**Exercise instructions**
Answer with one number: the count of lines in this material that hold the word "separate".

--- --- ---

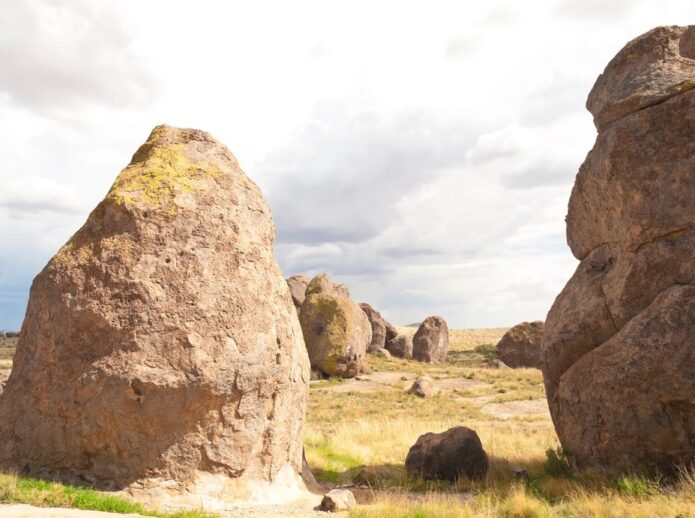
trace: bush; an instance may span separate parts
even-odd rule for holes
[[[572,467],[568,459],[569,453],[561,447],[545,450],[546,461],[543,464],[543,471],[553,477],[570,477]]]

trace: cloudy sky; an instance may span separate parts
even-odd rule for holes
[[[286,275],[396,323],[543,319],[608,60],[692,0],[0,2],[0,329],[153,126],[263,189]]]

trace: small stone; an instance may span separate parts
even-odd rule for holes
[[[384,348],[396,358],[410,360],[413,357],[413,340],[409,336],[399,335],[392,338]]]
[[[417,397],[426,398],[432,397],[439,392],[434,380],[429,376],[420,376],[417,378],[410,389],[408,389],[409,394],[414,394]]]
[[[321,500],[321,504],[319,504],[316,510],[337,513],[349,511],[356,505],[355,495],[349,489],[331,489],[323,496],[323,500]]]
[[[446,361],[449,328],[442,317],[427,317],[413,336],[413,358],[420,362]]]

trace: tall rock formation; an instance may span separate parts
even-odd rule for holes
[[[581,263],[542,340],[550,411],[578,467],[669,469],[695,456],[695,26],[629,42],[587,106]]]
[[[300,490],[309,361],[274,239],[226,147],[156,127],[34,280],[0,463],[222,499]]]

--- --- ---

**Solution**
4